* **SET EXERCISE**: Swap every "single-line" in the records below for "one-line" and reproduce all the lines with nothing else altered.

* **RECORDS SUPPLIED**:
──────

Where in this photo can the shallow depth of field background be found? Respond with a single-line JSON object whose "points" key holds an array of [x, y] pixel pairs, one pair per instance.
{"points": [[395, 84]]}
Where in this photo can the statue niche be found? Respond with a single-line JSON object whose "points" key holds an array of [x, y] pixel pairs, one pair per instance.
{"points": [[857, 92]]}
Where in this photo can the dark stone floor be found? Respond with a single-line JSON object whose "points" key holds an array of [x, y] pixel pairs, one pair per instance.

──────

* **TASK SOLUTION**:
Where in this photo can the shallow depth of field background be found? Respond with a one-line JSON object whose "points" key holds an array of [x, y] pixel pairs, one pair per instance.
{"points": [[395, 84]]}
Where in this photo can the statue niche be found? Respond with a one-line JSON object whose "points" key holds an array of [x, y] pixel pairs, one pair per instance.
{"points": [[857, 92]]}
Where in this photo can the dark stone floor be found? Respond with a one-line JSON object whose "points" key holds an array of [x, y] pixel pairs, one pair per instance.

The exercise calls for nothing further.